### Data entries

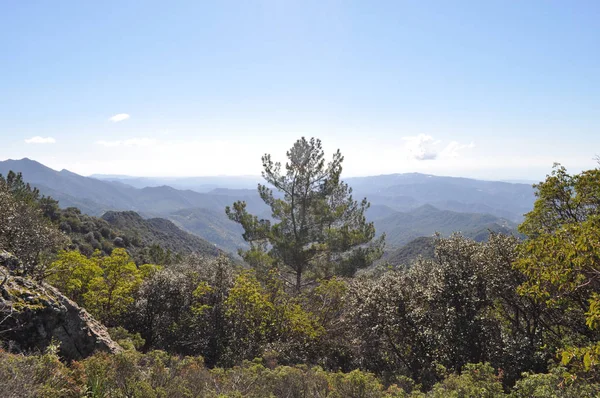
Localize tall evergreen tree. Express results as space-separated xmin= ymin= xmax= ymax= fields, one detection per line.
xmin=225 ymin=137 xmax=384 ymax=291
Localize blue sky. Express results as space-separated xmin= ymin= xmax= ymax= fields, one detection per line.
xmin=0 ymin=0 xmax=600 ymax=179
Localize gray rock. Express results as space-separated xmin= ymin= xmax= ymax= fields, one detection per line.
xmin=0 ymin=267 xmax=122 ymax=360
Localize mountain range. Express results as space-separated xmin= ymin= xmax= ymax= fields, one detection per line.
xmin=0 ymin=158 xmax=535 ymax=252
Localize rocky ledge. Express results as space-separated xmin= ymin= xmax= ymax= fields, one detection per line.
xmin=0 ymin=253 xmax=122 ymax=360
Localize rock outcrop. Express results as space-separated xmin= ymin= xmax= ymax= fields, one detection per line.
xmin=0 ymin=253 xmax=122 ymax=360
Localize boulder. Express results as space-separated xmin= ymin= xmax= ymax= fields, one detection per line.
xmin=0 ymin=260 xmax=122 ymax=360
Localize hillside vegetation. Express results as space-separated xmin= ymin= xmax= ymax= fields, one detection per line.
xmin=0 ymin=138 xmax=600 ymax=398
xmin=0 ymin=159 xmax=534 ymax=253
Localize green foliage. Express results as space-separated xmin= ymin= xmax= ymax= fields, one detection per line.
xmin=515 ymin=166 xmax=600 ymax=380
xmin=83 ymin=249 xmax=142 ymax=325
xmin=47 ymin=251 xmax=102 ymax=303
xmin=0 ymin=172 xmax=67 ymax=279
xmin=225 ymin=137 xmax=383 ymax=292
xmin=427 ymin=364 xmax=504 ymax=398
xmin=509 ymin=367 xmax=600 ymax=398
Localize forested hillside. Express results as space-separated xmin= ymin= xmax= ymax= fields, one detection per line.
xmin=0 ymin=159 xmax=534 ymax=253
xmin=0 ymin=138 xmax=600 ymax=397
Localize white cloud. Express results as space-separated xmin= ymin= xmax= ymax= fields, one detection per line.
xmin=25 ymin=135 xmax=56 ymax=144
xmin=402 ymin=134 xmax=440 ymax=160
xmin=402 ymin=134 xmax=475 ymax=160
xmin=95 ymin=137 xmax=158 ymax=147
xmin=108 ymin=113 xmax=130 ymax=123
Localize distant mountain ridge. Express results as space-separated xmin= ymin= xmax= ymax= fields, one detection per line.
xmin=0 ymin=159 xmax=534 ymax=251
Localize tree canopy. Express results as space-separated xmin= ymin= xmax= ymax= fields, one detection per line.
xmin=225 ymin=137 xmax=383 ymax=291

######

◆ Problem requirements ◆
In the items above, take the stretch from the line containing "Localize green foliage." through the end and replace every "Localize" with "Locate". Leave everything else unchanged and return only that stretch.

◆ Task answer ◆
Locate green foliage. Express results as space-separated xmin= ymin= xmax= ymax= fields, one detection per line.
xmin=515 ymin=166 xmax=600 ymax=380
xmin=83 ymin=249 xmax=142 ymax=325
xmin=47 ymin=251 xmax=102 ymax=303
xmin=0 ymin=172 xmax=67 ymax=279
xmin=225 ymin=137 xmax=383 ymax=292
xmin=427 ymin=364 xmax=504 ymax=398
xmin=509 ymin=367 xmax=600 ymax=398
Locate forested hillside. Express results as space-separated xmin= ymin= xmax= ymax= fields, one detection per line.
xmin=0 ymin=159 xmax=534 ymax=253
xmin=0 ymin=138 xmax=600 ymax=397
Locate white cloud. Express results as space-separated xmin= ymin= xmax= ymax= fields, one detection per line.
xmin=25 ymin=135 xmax=56 ymax=144
xmin=402 ymin=134 xmax=440 ymax=160
xmin=402 ymin=134 xmax=475 ymax=160
xmin=95 ymin=137 xmax=158 ymax=147
xmin=108 ymin=113 xmax=130 ymax=123
Locate distant mountain ridge. Express results as space-separated xmin= ymin= xmax= ymax= fields, one detection per line.
xmin=0 ymin=159 xmax=534 ymax=251
Locate tree canopy. Express results as space-separated xmin= ymin= xmax= ymax= fields, one detection per line.
xmin=225 ymin=137 xmax=383 ymax=291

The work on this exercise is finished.